EXERCISE DESCRIPTION
Find the line with "pixel 182 159" in the entries below, then reproduce it and every line after it down to and including the line with "pixel 502 220", exactly.

Region pointing data:
Start of Block
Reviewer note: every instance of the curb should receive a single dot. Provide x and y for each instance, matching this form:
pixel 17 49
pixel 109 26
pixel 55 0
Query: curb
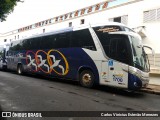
pixel 150 91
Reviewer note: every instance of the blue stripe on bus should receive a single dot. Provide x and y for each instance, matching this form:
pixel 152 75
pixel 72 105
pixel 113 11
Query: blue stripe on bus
pixel 134 83
pixel 76 58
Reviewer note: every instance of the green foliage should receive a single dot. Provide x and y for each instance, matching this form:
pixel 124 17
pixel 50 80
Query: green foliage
pixel 6 7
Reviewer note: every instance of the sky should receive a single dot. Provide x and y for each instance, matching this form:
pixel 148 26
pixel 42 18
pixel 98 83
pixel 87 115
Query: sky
pixel 32 11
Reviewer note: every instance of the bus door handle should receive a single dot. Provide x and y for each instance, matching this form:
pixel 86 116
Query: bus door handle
pixel 111 68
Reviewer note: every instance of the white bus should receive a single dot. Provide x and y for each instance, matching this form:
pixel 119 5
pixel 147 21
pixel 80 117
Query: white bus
pixel 108 54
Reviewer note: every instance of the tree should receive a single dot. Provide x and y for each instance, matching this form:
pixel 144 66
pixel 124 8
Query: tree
pixel 6 7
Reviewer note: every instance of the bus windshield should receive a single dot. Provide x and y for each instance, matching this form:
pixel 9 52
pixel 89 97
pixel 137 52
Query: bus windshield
pixel 140 59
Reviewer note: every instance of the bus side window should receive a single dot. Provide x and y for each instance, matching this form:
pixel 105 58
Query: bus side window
pixel 63 40
pixel 118 49
pixel 82 39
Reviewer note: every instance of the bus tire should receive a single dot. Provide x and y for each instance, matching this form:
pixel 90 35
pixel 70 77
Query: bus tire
pixel 19 69
pixel 86 79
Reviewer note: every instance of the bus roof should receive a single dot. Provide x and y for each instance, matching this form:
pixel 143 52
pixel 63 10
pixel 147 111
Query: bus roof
pixel 68 29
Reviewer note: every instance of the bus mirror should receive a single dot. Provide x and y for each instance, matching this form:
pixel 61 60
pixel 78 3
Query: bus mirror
pixel 153 52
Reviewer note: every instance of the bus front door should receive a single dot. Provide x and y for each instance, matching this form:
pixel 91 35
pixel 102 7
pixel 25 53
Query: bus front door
pixel 118 74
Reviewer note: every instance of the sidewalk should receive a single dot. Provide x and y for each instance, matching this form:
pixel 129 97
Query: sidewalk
pixel 154 84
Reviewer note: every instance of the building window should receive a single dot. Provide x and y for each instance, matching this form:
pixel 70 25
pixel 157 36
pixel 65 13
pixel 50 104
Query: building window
pixel 151 15
pixel 82 21
pixel 70 24
pixel 121 19
pixel 43 30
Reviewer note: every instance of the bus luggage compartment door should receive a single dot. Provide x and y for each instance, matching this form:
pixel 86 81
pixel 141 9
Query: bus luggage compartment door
pixel 118 74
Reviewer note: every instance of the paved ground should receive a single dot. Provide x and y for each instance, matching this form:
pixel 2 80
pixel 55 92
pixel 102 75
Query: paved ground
pixel 28 93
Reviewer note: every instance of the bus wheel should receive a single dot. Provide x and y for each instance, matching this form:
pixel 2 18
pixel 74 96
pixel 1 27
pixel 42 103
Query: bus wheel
pixel 19 69
pixel 86 79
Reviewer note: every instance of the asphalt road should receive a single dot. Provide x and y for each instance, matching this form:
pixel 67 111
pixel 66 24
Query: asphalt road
pixel 36 93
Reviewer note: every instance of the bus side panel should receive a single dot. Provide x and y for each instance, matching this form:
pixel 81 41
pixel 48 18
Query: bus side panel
pixel 58 62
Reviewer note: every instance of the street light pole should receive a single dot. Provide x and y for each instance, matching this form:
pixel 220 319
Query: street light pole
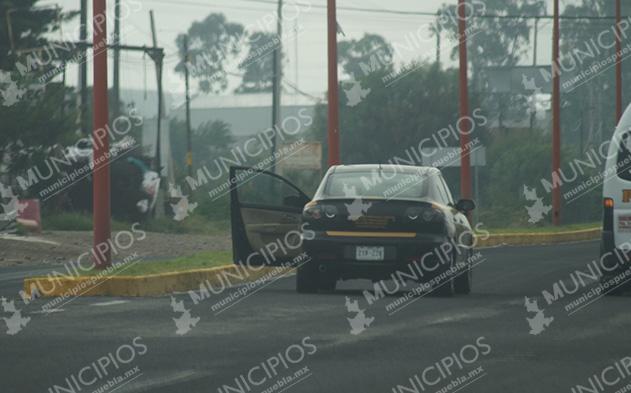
pixel 465 164
pixel 189 143
pixel 556 119
pixel 333 107
pixel 618 64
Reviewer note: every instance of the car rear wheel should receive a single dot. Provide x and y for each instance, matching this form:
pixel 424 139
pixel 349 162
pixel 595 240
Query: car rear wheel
pixel 462 282
pixel 307 278
pixel 446 289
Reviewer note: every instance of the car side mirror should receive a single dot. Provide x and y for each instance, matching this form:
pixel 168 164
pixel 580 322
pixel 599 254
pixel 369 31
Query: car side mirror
pixel 465 205
pixel 294 201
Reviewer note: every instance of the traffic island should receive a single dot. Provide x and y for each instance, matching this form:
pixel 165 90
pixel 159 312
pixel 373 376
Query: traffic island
pixel 149 284
pixel 537 238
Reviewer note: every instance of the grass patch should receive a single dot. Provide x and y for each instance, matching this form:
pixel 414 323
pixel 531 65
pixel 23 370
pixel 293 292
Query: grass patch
pixel 75 222
pixel 547 228
pixel 194 224
pixel 205 259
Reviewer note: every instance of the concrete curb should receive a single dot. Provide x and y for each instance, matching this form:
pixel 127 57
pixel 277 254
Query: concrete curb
pixel 147 285
pixel 523 239
pixel 160 284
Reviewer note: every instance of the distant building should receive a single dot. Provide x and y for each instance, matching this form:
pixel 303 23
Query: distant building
pixel 247 114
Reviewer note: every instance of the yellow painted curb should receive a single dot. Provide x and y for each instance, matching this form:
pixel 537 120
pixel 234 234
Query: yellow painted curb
pixel 163 283
pixel 148 285
pixel 522 239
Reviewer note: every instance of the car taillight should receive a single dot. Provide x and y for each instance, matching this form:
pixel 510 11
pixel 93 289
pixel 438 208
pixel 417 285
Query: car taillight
pixel 608 214
pixel 330 211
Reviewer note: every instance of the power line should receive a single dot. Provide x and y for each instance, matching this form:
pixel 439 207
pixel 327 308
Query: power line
pixel 403 12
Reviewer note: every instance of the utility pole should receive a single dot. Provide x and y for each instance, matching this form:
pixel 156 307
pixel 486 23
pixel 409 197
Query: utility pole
pixel 296 50
pixel 465 164
pixel 189 144
pixel 277 75
pixel 556 119
pixel 536 36
pixel 83 69
pixel 533 97
pixel 158 156
pixel 333 105
pixel 438 32
pixel 116 73
pixel 101 146
pixel 618 64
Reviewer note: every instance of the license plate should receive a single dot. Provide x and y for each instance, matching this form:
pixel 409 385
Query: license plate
pixel 366 253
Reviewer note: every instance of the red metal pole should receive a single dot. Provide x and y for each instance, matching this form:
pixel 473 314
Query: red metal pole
pixel 465 165
pixel 556 119
pixel 618 64
pixel 101 144
pixel 333 122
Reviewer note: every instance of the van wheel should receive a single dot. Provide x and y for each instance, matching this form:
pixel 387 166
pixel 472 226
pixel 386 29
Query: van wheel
pixel 307 278
pixel 617 291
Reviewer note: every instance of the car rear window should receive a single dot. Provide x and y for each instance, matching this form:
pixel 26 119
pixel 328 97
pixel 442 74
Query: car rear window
pixel 377 184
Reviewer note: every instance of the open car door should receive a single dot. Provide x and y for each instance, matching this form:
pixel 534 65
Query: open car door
pixel 265 213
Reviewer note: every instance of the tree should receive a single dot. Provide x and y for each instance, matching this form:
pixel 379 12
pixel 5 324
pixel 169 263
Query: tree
pixel 368 54
pixel 258 65
pixel 36 116
pixel 493 41
pixel 212 43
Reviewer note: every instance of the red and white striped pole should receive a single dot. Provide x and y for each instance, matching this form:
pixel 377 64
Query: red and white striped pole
pixel 101 143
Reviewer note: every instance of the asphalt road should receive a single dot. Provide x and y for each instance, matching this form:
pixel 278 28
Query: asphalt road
pixel 482 341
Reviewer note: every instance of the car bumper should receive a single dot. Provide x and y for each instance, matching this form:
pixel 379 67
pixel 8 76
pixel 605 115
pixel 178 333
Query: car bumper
pixel 334 252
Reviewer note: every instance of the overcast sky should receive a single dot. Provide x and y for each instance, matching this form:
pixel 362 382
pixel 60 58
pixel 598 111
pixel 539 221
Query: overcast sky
pixel 175 16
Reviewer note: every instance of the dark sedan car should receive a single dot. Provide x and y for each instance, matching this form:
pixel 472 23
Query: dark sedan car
pixel 377 222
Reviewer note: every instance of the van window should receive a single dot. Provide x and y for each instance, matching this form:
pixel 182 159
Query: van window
pixel 623 160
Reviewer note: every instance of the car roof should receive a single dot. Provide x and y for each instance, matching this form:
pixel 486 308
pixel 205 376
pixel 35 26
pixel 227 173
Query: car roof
pixel 385 167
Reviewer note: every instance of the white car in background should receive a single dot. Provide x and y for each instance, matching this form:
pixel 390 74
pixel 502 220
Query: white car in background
pixel 615 246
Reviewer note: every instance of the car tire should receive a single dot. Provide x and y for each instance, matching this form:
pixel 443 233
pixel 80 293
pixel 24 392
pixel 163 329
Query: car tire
pixel 462 282
pixel 446 289
pixel 307 276
pixel 617 291
pixel 328 282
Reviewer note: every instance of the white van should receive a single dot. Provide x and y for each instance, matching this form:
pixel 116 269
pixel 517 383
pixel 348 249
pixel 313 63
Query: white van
pixel 615 246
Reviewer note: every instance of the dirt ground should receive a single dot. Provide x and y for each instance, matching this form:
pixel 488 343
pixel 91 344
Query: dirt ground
pixel 69 245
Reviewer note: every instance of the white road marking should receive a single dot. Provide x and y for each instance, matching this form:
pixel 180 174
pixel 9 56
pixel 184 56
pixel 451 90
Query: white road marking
pixel 110 303
pixel 52 310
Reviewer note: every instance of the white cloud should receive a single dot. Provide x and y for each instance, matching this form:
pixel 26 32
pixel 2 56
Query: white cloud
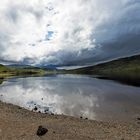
pixel 76 25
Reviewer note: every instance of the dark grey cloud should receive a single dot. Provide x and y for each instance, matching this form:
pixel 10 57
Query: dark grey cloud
pixel 80 33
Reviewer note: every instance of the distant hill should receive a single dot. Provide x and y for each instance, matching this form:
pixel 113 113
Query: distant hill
pixel 125 70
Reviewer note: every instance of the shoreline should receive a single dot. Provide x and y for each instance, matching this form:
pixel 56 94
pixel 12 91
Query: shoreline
pixel 19 123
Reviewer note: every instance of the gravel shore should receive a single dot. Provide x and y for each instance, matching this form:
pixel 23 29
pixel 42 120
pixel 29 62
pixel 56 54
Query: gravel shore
pixel 17 123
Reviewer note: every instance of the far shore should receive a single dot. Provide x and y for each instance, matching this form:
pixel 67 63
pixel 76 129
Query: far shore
pixel 21 124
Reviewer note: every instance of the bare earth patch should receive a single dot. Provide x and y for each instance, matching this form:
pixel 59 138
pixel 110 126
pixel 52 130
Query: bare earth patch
pixel 20 124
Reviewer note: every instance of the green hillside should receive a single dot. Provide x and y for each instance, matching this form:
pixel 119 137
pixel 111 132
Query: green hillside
pixel 124 69
pixel 7 71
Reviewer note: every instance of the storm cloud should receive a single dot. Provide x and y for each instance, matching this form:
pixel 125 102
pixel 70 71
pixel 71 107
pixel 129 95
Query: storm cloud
pixel 68 32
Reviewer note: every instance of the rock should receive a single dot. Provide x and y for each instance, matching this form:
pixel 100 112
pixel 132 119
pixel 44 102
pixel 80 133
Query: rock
pixel 41 131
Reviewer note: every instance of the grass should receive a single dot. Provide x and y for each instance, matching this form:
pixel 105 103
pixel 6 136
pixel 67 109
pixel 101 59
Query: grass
pixel 125 70
pixel 7 72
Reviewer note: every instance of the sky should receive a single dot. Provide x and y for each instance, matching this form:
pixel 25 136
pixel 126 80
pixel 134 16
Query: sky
pixel 68 32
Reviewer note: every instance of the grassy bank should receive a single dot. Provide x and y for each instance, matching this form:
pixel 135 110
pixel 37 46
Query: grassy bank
pixel 7 71
pixel 125 70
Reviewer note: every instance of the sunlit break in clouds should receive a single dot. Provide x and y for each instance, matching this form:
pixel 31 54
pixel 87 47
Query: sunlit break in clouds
pixel 68 32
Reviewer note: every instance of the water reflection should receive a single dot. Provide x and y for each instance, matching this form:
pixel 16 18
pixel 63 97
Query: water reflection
pixel 73 95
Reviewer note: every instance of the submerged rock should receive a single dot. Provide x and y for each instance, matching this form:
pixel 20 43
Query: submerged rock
pixel 41 131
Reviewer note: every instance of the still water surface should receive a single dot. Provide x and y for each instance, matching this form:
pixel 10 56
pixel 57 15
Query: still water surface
pixel 74 95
End of Block
TASK RESPONSE
pixel 182 159
Query: van window
pixel 623 160
Reviewer note: every instance of the car roof should receive a single dot. Provide x and y for each instance, matching this form:
pixel 486 308
pixel 205 376
pixel 35 26
pixel 227 173
Query: car roof
pixel 385 167
Reviewer note: every instance of the white car in background should receive a single dot. Provide x and y for each instance, matching this form:
pixel 390 74
pixel 502 220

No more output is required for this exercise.